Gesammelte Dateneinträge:
§

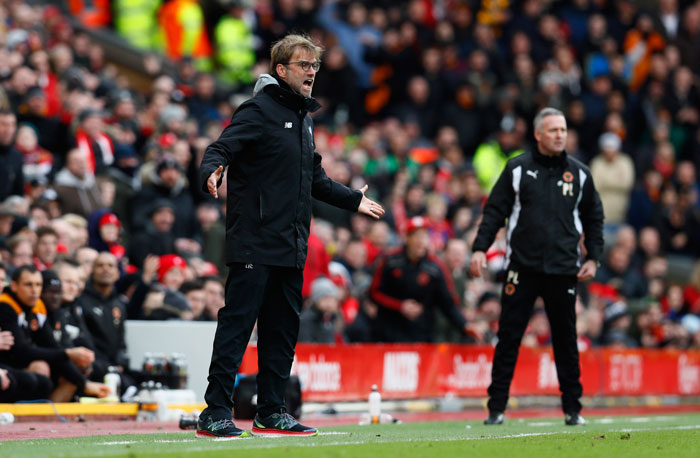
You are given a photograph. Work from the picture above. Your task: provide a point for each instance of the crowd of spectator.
(423, 100)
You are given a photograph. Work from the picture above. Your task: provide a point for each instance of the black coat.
(11, 175)
(273, 171)
(105, 317)
(426, 281)
(549, 203)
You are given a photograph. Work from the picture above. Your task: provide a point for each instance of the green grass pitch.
(619, 437)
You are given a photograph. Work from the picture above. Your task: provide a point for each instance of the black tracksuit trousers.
(520, 291)
(271, 295)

§

AUFGABE — Gib alle Zeilen der Datensätze oben als nummerierte Liste wieder und lass dabei Leerzeilen aus. Die Bilder gehören nicht in deine Antwort.

SCHRIFTLICHE ANTWORT —
1. You are given a photograph. Work from the picture above. Your task: provide a point for each instance of the crowd of spectator.
2. (423, 100)
3. You are given a photograph. Work from the picture above. Your task: provide a point for each instance of the black coat.
4. (11, 175)
5. (273, 171)
6. (105, 317)
7. (426, 281)
8. (549, 203)
9. You are given a photograph. Work from the picture above. Your task: provide a point for each instance of the green grass pitch.
10. (619, 437)
11. You are given a photograph. Work from the picture above. Your task: provide a point for each instance of the black tracksuit trousers.
12. (520, 291)
13. (271, 295)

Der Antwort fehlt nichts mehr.